PROBLEMS TO WORK ON:
(1) According to the passage on the Westside Neighborhood Historic District, how many structures does the district include?
(2) From the passage on the Westside Neighborhood Historic District, write out the stretch from "The Mason City" through "on Maple Street.".

TEXT UNDER STUDY:
The Westside Neighborhood Historic District is a residential historic district, located along West Maple, and West Ash Street between South McRoberts Street and the railroad grade east of Sycamore Creek in Mason, Michigan. It also includes The district was listed on the National Register of Historic Places in 1985.

==History==
The Westside Neighborhood Historic District is part of the Barnes and Price Addition, which was platted in 1866. Development began in the 1870s, with many of the hoses in the district being constructed in the late 1800s. Early residents were business and professional people, including two tinsmiths, an undertaker, a foundry owner, a carpenter, a physician, and a retired city attorney.

==Description==
The Westside Neighborhood Historic District is a roughly rectangular area that includes one block of West Maple and one block of West Ash, as well as the city park along both sides of Sycamore Creek. The district includes 47 structures, primarily single-family homes of frame construction, built in the late 19th century. The houses are sited on large lots along tree-lines streets, and are set back from the road. The homes are primarily Colonial Revival and Queen Anne styles, but also include vernacular Greek Revival and Italianate structures.

The Mason City Park is a landscaped area that has been used since the early history of the city. The district also includes an 1888 stone arch railroad bridge constructed over Sycamore Creek, and a concrete arch bridge on Maple Street.

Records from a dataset
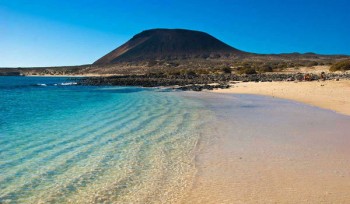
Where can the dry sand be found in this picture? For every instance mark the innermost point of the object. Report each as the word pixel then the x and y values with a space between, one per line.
pixel 265 150
pixel 333 95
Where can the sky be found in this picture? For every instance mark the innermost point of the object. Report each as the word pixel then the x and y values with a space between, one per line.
pixel 76 32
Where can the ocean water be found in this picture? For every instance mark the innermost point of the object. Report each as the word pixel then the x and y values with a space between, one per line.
pixel 61 143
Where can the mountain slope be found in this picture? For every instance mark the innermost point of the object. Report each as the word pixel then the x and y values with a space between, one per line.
pixel 168 44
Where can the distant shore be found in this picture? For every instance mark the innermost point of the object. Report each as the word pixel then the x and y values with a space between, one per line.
pixel 330 94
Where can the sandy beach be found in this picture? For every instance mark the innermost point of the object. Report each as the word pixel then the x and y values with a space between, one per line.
pixel 332 95
pixel 269 150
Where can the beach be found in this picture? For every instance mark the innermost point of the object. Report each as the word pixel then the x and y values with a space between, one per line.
pixel 158 145
pixel 330 94
pixel 267 150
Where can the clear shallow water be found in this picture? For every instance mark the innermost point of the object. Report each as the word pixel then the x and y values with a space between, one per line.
pixel 61 143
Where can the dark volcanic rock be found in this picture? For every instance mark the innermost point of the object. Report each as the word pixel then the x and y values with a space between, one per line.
pixel 168 44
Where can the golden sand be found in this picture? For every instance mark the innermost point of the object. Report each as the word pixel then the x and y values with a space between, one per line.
pixel 275 152
pixel 333 95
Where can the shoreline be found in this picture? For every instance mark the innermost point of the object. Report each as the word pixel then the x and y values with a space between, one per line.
pixel 332 95
pixel 264 150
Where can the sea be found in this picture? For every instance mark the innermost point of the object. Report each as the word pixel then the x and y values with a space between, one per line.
pixel 64 143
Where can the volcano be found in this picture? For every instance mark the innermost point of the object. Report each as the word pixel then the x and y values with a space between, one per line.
pixel 159 44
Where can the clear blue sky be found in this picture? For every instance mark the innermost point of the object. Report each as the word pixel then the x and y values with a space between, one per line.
pixel 74 32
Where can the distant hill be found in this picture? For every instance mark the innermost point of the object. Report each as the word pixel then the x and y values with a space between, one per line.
pixel 168 44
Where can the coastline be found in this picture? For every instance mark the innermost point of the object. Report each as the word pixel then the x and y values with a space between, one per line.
pixel 330 94
pixel 265 150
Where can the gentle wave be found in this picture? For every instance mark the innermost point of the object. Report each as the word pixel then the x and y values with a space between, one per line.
pixel 121 145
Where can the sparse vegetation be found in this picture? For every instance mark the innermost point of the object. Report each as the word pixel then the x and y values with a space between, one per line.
pixel 340 66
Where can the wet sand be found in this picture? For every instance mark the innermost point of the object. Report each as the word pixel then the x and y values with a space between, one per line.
pixel 267 150
pixel 333 95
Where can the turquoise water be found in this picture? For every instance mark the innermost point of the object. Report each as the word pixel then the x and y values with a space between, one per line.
pixel 73 144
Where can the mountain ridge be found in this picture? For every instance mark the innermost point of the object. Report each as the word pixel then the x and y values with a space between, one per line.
pixel 163 43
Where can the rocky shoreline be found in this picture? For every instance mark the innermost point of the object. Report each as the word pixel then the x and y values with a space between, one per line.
pixel 202 82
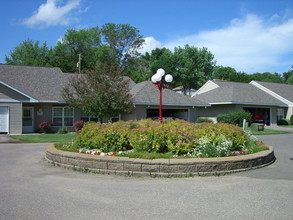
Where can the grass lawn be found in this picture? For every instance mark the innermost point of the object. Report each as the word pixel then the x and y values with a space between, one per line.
pixel 44 138
pixel 268 132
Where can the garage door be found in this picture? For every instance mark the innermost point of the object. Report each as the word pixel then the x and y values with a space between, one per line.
pixel 4 119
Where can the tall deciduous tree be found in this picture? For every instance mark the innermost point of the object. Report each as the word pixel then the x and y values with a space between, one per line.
pixel 100 92
pixel 30 53
pixel 75 42
pixel 194 66
pixel 124 40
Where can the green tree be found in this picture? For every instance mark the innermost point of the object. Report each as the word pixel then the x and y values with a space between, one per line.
pixel 225 73
pixel 100 92
pixel 193 66
pixel 146 65
pixel 75 42
pixel 30 53
pixel 123 41
pixel 267 77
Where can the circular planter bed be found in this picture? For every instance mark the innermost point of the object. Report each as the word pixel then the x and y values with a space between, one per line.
pixel 158 167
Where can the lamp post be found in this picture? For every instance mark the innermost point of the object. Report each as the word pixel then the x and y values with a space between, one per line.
pixel 157 80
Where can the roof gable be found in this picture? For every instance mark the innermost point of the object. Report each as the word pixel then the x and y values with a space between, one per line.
pixel 43 84
pixel 146 93
pixel 283 92
pixel 237 93
pixel 9 93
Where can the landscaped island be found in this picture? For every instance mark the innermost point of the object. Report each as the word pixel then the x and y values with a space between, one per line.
pixel 172 139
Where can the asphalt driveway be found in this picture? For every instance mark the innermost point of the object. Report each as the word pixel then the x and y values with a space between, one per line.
pixel 30 188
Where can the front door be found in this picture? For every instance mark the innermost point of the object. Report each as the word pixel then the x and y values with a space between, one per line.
pixel 4 119
pixel 27 119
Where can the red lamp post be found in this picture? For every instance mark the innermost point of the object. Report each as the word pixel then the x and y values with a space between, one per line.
pixel 157 80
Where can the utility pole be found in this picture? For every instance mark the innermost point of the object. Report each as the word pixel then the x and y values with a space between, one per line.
pixel 79 62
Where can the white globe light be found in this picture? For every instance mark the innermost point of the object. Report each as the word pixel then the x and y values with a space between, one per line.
pixel 153 79
pixel 157 77
pixel 161 72
pixel 169 78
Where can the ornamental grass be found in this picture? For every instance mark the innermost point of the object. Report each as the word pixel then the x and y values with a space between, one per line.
pixel 177 137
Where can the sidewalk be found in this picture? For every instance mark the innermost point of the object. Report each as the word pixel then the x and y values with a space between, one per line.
pixel 4 138
pixel 280 128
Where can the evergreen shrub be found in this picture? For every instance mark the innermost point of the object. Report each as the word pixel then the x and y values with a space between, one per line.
pixel 235 118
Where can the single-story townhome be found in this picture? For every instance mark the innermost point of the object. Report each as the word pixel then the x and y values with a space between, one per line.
pixel 30 95
pixel 267 101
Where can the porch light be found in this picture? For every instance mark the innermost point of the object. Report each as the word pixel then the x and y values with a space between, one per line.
pixel 157 80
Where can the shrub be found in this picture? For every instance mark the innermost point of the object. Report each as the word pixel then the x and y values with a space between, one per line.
pixel 62 130
pixel 175 136
pixel 204 120
pixel 283 122
pixel 45 126
pixel 78 125
pixel 235 118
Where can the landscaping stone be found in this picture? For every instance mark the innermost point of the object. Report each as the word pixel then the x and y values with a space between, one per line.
pixel 161 167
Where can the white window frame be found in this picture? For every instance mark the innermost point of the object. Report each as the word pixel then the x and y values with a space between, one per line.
pixel 63 117
pixel 88 117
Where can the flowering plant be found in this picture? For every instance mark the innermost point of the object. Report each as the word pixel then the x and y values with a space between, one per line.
pixel 175 136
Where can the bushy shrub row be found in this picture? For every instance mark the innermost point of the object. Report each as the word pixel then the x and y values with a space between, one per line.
pixel 235 118
pixel 283 122
pixel 175 136
pixel 204 120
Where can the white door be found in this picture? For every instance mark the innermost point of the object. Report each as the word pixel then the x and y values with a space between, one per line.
pixel 27 119
pixel 4 119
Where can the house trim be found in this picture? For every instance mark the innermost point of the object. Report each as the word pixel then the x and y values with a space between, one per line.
pixel 187 105
pixel 248 103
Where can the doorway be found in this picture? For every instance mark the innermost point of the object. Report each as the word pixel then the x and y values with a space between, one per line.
pixel 28 120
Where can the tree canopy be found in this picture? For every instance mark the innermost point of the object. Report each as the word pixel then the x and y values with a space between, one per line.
pixel 100 92
pixel 119 44
pixel 30 53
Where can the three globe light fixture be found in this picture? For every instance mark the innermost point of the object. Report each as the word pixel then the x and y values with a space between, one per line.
pixel 158 82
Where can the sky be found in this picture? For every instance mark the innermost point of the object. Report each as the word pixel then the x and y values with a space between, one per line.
pixel 248 35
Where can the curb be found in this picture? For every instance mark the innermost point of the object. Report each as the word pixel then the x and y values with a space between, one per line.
pixel 158 167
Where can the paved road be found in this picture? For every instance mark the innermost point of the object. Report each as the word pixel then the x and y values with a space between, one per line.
pixel 32 189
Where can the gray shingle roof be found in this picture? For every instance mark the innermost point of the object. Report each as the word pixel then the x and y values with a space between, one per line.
pixel 44 84
pixel 237 93
pixel 284 90
pixel 41 83
pixel 146 93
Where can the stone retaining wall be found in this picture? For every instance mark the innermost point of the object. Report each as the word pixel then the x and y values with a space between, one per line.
pixel 161 167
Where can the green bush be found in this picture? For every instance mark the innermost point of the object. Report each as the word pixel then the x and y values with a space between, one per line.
pixel 283 122
pixel 204 120
pixel 175 136
pixel 235 118
pixel 62 130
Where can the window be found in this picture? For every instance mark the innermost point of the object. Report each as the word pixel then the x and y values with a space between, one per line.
pixel 63 116
pixel 87 118
pixel 280 113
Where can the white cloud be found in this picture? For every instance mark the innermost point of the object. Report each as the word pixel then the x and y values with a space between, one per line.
pixel 52 13
pixel 250 44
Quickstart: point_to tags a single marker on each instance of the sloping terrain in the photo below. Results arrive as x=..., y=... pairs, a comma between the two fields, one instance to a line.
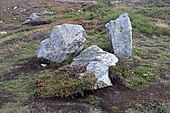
x=19, y=67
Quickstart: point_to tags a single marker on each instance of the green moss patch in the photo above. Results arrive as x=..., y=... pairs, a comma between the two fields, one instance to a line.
x=66, y=81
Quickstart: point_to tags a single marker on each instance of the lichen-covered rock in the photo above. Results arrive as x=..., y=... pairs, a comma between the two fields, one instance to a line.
x=101, y=73
x=94, y=53
x=120, y=36
x=64, y=40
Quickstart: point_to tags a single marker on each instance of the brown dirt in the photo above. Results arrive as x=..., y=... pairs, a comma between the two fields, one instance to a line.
x=118, y=95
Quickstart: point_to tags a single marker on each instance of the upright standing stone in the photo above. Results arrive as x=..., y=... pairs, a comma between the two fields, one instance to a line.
x=120, y=36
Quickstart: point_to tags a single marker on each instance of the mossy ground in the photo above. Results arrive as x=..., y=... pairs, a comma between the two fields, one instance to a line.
x=151, y=38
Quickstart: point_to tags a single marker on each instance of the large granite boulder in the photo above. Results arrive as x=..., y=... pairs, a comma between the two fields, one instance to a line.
x=120, y=36
x=97, y=62
x=101, y=73
x=94, y=53
x=64, y=40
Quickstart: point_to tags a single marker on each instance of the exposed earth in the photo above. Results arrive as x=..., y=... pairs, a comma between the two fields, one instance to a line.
x=19, y=63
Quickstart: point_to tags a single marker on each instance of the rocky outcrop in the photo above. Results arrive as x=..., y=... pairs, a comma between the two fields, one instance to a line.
x=64, y=40
x=120, y=36
x=97, y=62
x=101, y=73
x=94, y=53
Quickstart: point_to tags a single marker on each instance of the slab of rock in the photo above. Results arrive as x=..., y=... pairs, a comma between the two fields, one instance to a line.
x=65, y=40
x=120, y=36
x=94, y=53
x=101, y=73
x=36, y=22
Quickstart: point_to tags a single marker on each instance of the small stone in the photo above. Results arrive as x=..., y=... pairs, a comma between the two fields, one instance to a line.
x=101, y=73
x=3, y=32
x=43, y=65
x=120, y=36
x=94, y=53
x=65, y=40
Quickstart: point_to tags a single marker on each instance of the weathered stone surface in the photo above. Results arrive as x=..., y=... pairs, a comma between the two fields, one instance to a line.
x=64, y=40
x=94, y=53
x=101, y=73
x=36, y=22
x=120, y=36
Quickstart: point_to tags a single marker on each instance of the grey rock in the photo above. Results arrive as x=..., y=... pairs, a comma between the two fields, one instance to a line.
x=101, y=73
x=94, y=53
x=120, y=36
x=65, y=40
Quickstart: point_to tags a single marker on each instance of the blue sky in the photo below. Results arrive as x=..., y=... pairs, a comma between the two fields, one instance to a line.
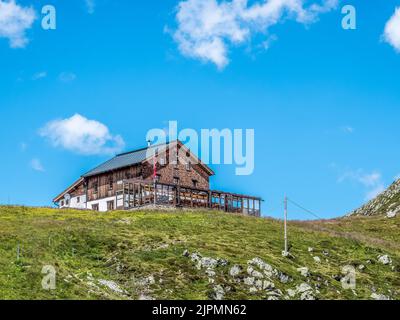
x=324, y=101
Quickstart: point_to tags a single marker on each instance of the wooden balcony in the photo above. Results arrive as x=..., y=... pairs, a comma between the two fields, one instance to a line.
x=135, y=194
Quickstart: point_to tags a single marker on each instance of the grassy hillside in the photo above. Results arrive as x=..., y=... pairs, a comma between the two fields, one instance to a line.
x=202, y=255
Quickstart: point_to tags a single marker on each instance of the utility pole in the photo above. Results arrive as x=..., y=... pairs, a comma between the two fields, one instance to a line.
x=285, y=252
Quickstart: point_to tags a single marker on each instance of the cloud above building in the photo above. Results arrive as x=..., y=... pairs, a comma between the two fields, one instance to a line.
x=15, y=20
x=392, y=30
x=206, y=29
x=81, y=135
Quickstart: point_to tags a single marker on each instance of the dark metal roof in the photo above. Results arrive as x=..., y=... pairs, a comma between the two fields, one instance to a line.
x=125, y=159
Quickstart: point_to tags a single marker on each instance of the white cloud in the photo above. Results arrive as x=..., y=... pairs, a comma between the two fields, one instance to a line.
x=23, y=146
x=14, y=21
x=348, y=129
x=206, y=28
x=392, y=30
x=81, y=135
x=36, y=165
x=90, y=5
x=67, y=76
x=39, y=75
x=371, y=181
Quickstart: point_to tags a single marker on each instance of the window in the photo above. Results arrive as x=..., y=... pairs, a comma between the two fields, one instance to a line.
x=110, y=205
x=95, y=187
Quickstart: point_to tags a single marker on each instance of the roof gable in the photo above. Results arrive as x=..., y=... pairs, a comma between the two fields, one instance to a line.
x=135, y=157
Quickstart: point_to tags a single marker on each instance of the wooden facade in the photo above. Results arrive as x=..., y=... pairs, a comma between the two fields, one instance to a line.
x=179, y=183
x=136, y=194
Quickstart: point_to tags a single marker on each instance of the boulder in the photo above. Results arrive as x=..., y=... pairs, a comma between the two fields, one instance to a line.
x=385, y=260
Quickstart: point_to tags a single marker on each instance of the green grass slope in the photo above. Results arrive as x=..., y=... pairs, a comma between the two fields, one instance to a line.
x=187, y=255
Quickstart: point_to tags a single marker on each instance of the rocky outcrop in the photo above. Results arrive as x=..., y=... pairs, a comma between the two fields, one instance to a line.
x=386, y=204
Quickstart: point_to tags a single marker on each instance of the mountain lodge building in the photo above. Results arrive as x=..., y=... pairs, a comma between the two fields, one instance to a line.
x=148, y=177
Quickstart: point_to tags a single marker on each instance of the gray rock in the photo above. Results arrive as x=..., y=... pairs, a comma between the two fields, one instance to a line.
x=249, y=281
x=385, y=260
x=317, y=259
x=235, y=271
x=219, y=293
x=379, y=297
x=304, y=272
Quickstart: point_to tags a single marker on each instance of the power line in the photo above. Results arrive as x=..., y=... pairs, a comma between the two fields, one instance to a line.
x=304, y=209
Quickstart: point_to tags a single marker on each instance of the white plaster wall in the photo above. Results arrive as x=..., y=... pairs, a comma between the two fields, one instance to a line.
x=102, y=203
x=74, y=204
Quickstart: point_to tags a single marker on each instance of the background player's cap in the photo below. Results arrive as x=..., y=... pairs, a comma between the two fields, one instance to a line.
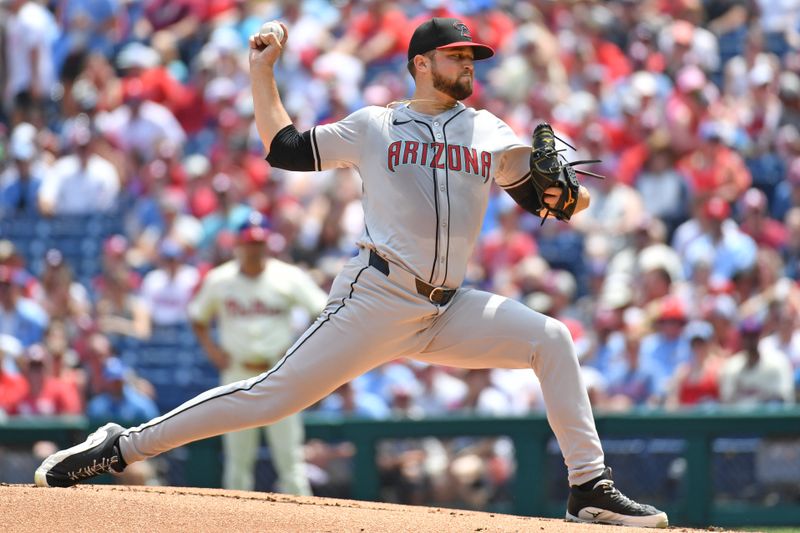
x=439, y=33
x=254, y=229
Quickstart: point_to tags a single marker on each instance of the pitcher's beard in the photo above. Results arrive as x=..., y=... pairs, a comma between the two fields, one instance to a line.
x=459, y=89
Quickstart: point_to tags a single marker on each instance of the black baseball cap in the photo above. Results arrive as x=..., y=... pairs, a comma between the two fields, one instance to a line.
x=440, y=33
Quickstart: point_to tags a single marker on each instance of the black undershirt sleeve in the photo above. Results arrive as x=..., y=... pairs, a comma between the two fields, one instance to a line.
x=291, y=150
x=524, y=193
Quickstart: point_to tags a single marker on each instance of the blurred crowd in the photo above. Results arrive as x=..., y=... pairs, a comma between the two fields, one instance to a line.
x=679, y=283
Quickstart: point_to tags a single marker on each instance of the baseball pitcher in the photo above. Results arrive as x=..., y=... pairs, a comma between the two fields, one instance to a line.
x=252, y=299
x=426, y=167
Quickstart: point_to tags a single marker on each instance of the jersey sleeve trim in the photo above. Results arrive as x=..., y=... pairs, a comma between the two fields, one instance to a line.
x=291, y=150
x=315, y=146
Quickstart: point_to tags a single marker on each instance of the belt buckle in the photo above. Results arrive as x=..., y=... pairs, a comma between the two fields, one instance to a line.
x=436, y=295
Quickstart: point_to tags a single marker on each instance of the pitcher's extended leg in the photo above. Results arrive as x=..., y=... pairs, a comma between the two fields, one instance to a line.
x=483, y=330
x=349, y=338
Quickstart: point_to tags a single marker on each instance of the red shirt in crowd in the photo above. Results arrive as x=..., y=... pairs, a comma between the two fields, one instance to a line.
x=56, y=397
x=13, y=388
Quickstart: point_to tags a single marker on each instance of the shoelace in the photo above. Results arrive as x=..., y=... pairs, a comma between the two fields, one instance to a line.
x=609, y=488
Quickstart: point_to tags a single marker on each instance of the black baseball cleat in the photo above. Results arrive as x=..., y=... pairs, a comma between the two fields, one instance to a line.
x=98, y=454
x=599, y=501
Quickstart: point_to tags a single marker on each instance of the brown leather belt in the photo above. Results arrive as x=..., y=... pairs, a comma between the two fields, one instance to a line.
x=436, y=295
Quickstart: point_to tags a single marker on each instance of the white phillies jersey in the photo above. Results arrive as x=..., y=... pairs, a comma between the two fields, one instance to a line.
x=426, y=180
x=254, y=314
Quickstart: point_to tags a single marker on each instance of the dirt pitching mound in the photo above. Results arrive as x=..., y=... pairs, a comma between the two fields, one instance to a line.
x=109, y=508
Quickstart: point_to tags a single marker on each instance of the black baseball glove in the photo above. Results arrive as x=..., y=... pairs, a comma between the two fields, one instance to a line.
x=551, y=169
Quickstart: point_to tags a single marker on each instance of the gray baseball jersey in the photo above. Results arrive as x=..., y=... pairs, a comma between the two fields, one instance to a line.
x=426, y=181
x=426, y=185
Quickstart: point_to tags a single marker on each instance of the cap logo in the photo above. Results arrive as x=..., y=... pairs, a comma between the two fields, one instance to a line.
x=461, y=27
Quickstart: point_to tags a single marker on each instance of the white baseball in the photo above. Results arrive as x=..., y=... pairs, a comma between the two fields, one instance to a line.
x=272, y=27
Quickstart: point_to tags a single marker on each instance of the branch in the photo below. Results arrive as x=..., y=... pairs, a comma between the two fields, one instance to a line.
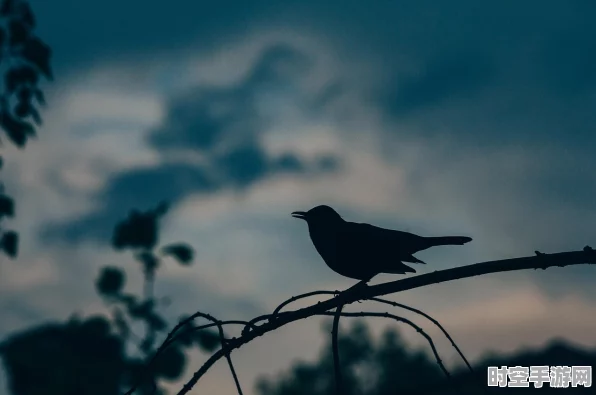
x=587, y=256
x=230, y=364
x=405, y=321
x=336, y=367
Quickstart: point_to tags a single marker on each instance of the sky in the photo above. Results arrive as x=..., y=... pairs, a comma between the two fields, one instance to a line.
x=437, y=118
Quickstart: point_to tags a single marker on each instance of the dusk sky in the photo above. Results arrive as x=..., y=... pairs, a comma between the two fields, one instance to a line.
x=462, y=117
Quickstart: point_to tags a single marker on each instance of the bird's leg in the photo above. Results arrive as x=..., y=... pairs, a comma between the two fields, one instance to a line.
x=358, y=286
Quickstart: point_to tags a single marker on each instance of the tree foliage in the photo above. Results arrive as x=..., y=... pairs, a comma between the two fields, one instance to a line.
x=103, y=354
x=24, y=62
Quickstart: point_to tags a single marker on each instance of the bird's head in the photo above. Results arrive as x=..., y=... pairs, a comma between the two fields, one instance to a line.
x=320, y=214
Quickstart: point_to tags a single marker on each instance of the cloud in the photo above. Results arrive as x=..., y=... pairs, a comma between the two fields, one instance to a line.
x=210, y=139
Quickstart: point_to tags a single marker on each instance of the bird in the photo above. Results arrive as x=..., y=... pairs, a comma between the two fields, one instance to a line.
x=361, y=251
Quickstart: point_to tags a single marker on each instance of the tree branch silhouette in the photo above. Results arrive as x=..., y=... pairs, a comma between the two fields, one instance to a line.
x=230, y=364
x=252, y=331
x=398, y=319
x=334, y=346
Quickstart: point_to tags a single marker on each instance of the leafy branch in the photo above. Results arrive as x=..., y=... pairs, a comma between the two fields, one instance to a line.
x=362, y=292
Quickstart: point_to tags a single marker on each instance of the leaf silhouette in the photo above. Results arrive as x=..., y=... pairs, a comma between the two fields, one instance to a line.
x=18, y=32
x=6, y=206
x=9, y=243
x=183, y=253
x=111, y=281
x=16, y=130
x=149, y=261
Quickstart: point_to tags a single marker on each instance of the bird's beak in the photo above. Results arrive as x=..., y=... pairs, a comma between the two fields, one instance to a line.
x=299, y=214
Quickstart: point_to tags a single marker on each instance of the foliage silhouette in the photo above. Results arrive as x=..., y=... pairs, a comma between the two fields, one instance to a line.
x=103, y=354
x=388, y=366
x=24, y=60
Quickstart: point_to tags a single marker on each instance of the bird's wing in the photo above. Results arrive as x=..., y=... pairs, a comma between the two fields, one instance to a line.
x=397, y=238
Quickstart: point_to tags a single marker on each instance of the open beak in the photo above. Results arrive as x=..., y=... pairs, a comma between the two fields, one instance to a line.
x=299, y=214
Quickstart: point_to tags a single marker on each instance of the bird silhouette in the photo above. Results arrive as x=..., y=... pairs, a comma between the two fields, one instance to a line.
x=361, y=251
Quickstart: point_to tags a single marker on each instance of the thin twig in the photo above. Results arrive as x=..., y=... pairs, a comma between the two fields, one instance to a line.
x=172, y=337
x=230, y=364
x=561, y=259
x=336, y=365
x=405, y=321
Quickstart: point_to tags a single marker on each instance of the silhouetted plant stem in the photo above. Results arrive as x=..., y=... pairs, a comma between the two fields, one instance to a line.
x=230, y=364
x=587, y=256
x=334, y=346
x=405, y=321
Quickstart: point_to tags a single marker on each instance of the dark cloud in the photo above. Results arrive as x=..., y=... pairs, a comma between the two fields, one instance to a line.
x=447, y=78
x=223, y=129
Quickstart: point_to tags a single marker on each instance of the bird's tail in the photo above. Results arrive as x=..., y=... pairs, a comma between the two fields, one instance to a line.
x=448, y=240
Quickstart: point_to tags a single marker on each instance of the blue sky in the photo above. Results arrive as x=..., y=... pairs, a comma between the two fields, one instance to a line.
x=433, y=117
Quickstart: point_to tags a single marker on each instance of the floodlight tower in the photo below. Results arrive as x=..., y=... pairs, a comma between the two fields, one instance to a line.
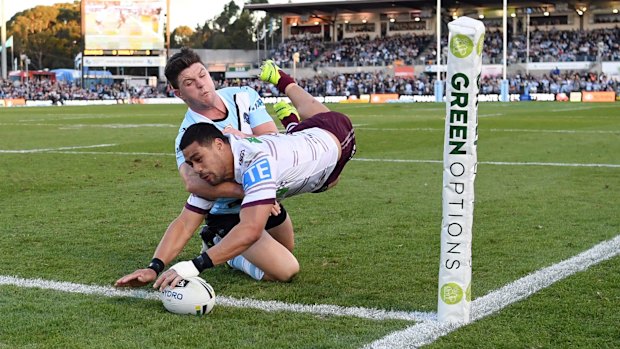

SOLUTIONS TO EACH TASK:
(1) The district includes 47 structures.

(2)
The Mason City Park is a landscaped area that has been used since the early history of the city. The district also includes an 1888 stone arch railroad bridge constructed over Sycamore Creek, and a concrete arch bridge on Maple Street.